*** Opening Given entries ***

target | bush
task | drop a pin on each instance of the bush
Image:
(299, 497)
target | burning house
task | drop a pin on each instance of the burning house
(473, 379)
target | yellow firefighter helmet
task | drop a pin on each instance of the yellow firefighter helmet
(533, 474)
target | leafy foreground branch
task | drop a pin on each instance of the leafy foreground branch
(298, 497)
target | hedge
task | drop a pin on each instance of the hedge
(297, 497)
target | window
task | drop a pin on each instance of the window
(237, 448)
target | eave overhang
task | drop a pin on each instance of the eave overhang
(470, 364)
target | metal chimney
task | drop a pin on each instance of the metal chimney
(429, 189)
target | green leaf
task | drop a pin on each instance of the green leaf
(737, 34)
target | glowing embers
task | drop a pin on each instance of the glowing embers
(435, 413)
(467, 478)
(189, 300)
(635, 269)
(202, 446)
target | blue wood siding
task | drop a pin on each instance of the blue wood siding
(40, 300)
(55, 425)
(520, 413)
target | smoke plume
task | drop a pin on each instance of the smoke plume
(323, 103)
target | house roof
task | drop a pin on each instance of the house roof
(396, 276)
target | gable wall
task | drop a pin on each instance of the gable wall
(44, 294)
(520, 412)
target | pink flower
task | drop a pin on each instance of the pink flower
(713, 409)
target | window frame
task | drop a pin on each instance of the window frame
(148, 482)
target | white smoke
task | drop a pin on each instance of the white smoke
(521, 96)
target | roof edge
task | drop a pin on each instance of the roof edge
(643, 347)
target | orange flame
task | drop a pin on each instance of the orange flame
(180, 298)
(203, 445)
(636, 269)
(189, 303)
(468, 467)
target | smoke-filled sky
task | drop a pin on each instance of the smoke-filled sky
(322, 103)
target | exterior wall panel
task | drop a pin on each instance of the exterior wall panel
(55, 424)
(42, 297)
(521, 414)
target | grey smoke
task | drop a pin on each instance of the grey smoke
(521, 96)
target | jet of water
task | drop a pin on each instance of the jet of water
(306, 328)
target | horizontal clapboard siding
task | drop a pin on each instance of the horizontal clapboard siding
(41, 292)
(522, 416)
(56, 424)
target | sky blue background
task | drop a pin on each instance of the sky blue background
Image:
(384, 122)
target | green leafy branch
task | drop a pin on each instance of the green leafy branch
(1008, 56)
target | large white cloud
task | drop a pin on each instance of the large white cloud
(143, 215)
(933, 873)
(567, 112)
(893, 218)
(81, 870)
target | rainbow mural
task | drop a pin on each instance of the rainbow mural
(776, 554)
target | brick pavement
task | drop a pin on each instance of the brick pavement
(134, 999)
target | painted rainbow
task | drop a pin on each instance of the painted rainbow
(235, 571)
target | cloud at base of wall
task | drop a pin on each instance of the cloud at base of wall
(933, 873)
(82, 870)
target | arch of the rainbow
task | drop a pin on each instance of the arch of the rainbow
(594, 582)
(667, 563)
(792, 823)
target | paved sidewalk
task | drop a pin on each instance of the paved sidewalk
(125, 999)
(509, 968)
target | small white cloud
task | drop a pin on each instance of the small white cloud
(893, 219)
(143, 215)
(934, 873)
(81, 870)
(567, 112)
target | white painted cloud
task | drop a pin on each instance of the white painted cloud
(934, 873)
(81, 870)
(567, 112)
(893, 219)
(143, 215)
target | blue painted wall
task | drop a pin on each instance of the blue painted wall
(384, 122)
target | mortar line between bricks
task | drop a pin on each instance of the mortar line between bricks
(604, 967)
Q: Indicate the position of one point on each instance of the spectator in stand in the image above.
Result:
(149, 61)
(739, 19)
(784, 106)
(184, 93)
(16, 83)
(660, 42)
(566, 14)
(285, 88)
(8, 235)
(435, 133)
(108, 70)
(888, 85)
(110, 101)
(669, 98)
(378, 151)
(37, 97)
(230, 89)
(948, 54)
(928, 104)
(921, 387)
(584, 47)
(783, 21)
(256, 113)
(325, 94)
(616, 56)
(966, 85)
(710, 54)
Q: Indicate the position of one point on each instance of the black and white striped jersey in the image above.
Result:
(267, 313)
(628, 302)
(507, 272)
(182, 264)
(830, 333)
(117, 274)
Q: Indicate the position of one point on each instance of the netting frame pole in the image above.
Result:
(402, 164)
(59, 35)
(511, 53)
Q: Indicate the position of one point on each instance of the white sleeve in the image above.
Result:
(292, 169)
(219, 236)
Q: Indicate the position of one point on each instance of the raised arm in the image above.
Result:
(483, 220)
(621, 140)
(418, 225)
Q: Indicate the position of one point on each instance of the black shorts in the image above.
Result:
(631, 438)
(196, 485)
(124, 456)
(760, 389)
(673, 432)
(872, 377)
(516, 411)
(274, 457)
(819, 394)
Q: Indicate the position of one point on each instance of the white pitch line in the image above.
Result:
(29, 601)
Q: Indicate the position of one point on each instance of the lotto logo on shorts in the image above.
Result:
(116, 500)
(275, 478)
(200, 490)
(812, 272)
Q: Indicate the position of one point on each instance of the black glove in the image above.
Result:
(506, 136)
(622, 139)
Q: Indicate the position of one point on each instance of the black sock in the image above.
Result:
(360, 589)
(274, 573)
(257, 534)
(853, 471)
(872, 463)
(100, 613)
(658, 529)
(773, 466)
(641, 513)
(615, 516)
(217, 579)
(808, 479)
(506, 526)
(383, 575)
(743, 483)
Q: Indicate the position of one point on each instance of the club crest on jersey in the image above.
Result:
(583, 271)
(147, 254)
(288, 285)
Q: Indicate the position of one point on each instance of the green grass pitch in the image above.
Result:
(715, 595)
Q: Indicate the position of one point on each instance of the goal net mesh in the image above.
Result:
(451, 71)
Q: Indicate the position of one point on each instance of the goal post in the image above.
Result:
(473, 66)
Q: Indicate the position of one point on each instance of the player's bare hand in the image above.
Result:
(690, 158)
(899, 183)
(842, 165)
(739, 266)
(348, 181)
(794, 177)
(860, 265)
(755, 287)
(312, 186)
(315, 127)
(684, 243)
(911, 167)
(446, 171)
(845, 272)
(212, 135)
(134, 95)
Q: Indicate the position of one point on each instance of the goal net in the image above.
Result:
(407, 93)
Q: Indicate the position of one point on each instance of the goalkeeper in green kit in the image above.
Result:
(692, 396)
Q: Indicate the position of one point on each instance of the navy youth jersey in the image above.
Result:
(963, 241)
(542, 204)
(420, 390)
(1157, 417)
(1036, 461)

*** Closing Given entries ***

Exercise requirements » Only one stretch of the data above is needed. Restate it word for word, from the line containing "task | drop a pin on each instance of the house" through the line containing "target | white painted cloud", both ends included.

Answer section »
task | drop a pin on each instance of the house roof
(396, 276)
target | gable wall
task | drop a pin on each instance of the gable wall
(44, 294)
(520, 412)
target | pink flower
task | drop a pin on each instance of the pink flower
(713, 409)
target | window frame
task | drop a pin on each instance of the window frame
(148, 482)
target | white smoke
task | drop a pin on each instance of the white smoke
(521, 96)
target | roof edge
task | drop a pin on each instance of the roof edge
(643, 347)
target | orange flame
task | drop a pin on each instance of the orange flame
(180, 298)
(203, 445)
(636, 269)
(189, 303)
(468, 467)
target | smoke-filled sky
task | drop a pin on each instance of the smoke-filled sky
(322, 103)
target | exterior wall panel
task | drop a pin on each instance of the exterior wall panel
(55, 424)
(42, 297)
(521, 414)
target | grey smoke
task | drop a pin on each instance of the grey smoke
(521, 96)
target | jet of water
task | drop a pin on each instance of the jet of water
(306, 328)
target | horizontal clapboard siding
task | drop a pin on each instance of the horizontal clapboard siding
(41, 292)
(522, 416)
(56, 424)
target | sky blue background
task | drop a pin on each instance of the sky blue background
Image:
(384, 122)
target | green leafy branch
task | drop a pin on each instance of the green leafy branch
(1008, 56)
target | large white cloud
task | drop a pin on each instance of the large white cloud
(143, 215)
(933, 873)
(567, 112)
(893, 218)
(81, 870)
target | rainbow mural
task | drop a pin on each instance of the rainbow mural
(776, 554)
target | brick pavement
task | drop a pin on each instance of the brick pavement
(134, 999)
target | painted rainbow
task | drop a pin on each instance of the painted rainbow
(235, 571)
target | cloud at base of wall
task | drop a pin on each instance of the cloud at base of wall
(933, 873)
(82, 870)
target | arch of the rainbow
task | drop a pin on each instance of the arch of the rainbow
(594, 582)
(667, 563)
(792, 823)
target | paved sidewalk
task | drop a pin on each instance of the paved sidewalk
(125, 999)
(509, 968)
target | small white cloud
task | drop a pin on each instance of the small white cloud
(893, 219)
(143, 215)
(934, 873)
(81, 870)
(567, 112)
target | white painted cloud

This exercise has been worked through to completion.